** start of INPUT FOR THIS TASK **

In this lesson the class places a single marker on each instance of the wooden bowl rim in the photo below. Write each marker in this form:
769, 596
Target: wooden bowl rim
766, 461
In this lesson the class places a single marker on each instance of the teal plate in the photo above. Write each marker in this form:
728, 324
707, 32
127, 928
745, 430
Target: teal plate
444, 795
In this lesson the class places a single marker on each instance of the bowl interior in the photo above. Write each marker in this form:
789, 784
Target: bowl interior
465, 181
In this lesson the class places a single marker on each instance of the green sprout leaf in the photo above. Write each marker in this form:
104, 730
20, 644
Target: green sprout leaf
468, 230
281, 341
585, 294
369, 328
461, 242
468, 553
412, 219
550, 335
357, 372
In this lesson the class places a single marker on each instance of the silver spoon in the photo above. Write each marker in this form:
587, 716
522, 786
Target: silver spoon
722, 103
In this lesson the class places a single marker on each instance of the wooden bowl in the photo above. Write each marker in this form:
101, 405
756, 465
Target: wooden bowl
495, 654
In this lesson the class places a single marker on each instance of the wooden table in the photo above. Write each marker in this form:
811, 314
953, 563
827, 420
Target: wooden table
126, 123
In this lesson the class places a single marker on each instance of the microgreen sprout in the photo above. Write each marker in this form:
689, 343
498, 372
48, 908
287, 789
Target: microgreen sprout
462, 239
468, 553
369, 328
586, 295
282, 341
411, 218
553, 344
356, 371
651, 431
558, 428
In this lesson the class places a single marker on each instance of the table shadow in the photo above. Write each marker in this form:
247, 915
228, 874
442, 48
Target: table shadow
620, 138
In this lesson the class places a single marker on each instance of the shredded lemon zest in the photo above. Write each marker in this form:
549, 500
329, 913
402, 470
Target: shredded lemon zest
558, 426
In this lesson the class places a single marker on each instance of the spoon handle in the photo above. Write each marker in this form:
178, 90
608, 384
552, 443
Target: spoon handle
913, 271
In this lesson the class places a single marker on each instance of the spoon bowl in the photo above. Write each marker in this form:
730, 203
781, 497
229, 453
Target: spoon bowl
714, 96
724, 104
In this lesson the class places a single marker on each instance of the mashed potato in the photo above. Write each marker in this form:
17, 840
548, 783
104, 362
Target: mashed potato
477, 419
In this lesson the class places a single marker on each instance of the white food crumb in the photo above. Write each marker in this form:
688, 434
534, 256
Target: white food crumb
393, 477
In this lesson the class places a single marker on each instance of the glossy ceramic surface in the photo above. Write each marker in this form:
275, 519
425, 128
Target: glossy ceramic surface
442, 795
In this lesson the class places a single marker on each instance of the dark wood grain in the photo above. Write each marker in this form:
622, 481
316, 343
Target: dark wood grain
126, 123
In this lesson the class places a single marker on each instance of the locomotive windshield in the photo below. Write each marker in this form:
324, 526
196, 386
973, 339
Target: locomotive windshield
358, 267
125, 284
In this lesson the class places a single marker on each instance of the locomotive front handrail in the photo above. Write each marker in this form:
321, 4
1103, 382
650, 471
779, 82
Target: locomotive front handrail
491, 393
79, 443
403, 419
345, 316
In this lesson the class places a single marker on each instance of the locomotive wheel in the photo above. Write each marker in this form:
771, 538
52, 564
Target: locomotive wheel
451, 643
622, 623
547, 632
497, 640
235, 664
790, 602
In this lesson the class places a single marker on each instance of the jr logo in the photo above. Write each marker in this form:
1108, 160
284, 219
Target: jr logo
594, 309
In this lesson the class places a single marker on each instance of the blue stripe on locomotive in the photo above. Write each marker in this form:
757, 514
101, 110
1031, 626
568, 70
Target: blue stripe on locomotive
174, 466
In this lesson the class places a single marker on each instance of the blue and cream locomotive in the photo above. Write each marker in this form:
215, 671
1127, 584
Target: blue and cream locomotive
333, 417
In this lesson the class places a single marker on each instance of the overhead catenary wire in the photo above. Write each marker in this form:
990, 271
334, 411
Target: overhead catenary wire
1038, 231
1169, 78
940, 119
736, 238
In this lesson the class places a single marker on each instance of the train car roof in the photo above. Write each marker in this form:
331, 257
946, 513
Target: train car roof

** end of INPUT FOR THIS TASK **

* STATED GOAL: Starting with the line that contains "the blue and" and going on through the end of the records, write out every line again, requests included, and shift each answer coordinate listed after a "Target" line by adding 67 to both of its numbers. Leave the sample values under each request unchanged.

* EXERCISE RESULT:
In this lesson the class places a single marker on each instance of the blue and cream locomotive in the photo above. Write each marker in this form:
215, 671
1127, 584
Target: blue and cream locomotive
400, 484
In this lesson the class places a single marker on each instance of the overhead catenary wire in the photo above. Write each marker in this form:
990, 271
334, 411
Target: overhead catenary wire
1105, 298
1236, 145
1007, 186
803, 305
In this lesson the class places a single marker on each instance of the train car roof in the photo above. Write each marker in this form:
331, 257
946, 513
Target: train car roof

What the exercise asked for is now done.